== Task prompt ==
Recast the lines below, from the line with "One point lands on each instance of the utility" through the line with "One point lands on each instance of the balcony railing;", as a Markdown table with the columns No. and Line, numbering each line and leaving out blank lines.

== Listing ==
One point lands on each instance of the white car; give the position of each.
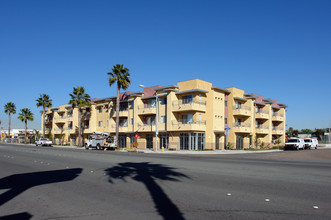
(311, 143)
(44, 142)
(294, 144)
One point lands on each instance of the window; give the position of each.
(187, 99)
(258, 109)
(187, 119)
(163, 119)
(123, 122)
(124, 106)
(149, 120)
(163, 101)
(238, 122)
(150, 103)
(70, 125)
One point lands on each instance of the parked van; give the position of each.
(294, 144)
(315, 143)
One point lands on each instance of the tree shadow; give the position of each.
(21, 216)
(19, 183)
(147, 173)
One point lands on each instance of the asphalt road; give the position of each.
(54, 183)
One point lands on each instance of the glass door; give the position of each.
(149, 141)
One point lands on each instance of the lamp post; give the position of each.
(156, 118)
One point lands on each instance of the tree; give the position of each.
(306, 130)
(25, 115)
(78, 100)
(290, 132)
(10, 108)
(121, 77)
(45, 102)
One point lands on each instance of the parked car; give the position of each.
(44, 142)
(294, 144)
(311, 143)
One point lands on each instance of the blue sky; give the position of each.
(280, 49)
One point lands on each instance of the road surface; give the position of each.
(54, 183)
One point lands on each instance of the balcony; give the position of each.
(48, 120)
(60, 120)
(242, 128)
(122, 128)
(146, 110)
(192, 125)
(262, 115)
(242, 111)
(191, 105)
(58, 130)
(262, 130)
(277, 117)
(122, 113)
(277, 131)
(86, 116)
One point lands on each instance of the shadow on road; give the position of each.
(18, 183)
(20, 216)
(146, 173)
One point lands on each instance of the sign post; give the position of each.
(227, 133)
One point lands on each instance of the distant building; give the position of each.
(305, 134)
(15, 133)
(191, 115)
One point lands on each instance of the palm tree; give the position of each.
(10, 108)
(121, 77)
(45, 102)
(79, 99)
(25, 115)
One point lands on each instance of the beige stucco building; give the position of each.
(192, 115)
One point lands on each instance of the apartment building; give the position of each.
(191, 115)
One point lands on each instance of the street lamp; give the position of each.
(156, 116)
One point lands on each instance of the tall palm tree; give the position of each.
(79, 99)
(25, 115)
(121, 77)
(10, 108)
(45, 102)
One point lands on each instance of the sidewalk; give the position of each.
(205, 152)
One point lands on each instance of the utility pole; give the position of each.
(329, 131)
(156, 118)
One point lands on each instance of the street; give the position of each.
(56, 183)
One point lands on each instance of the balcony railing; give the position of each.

...

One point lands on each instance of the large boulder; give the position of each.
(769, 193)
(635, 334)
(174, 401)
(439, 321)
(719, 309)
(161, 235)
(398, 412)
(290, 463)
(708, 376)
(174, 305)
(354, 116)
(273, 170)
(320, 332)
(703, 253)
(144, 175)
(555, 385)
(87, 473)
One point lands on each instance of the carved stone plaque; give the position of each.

--

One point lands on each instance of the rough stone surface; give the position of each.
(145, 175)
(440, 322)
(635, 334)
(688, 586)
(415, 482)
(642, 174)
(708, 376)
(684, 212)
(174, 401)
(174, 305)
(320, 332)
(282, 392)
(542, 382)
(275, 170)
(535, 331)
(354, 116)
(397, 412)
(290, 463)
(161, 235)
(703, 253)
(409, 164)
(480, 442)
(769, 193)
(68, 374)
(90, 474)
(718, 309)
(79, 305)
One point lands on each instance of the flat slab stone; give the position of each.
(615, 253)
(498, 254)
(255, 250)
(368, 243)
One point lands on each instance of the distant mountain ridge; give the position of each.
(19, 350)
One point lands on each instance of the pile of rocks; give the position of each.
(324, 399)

== Solution ==
| No. | Line |
|---|---|
| 1 | One point lands on each instance of the utility pole; give the position of each. |
| 2 | (329, 131) |
| 3 | (156, 118) |
| 4 | One point lands on each instance of the street; give the position of each. |
| 5 | (56, 183) |
| 6 | One point lands on each instance of the balcony railing; give the position of each. |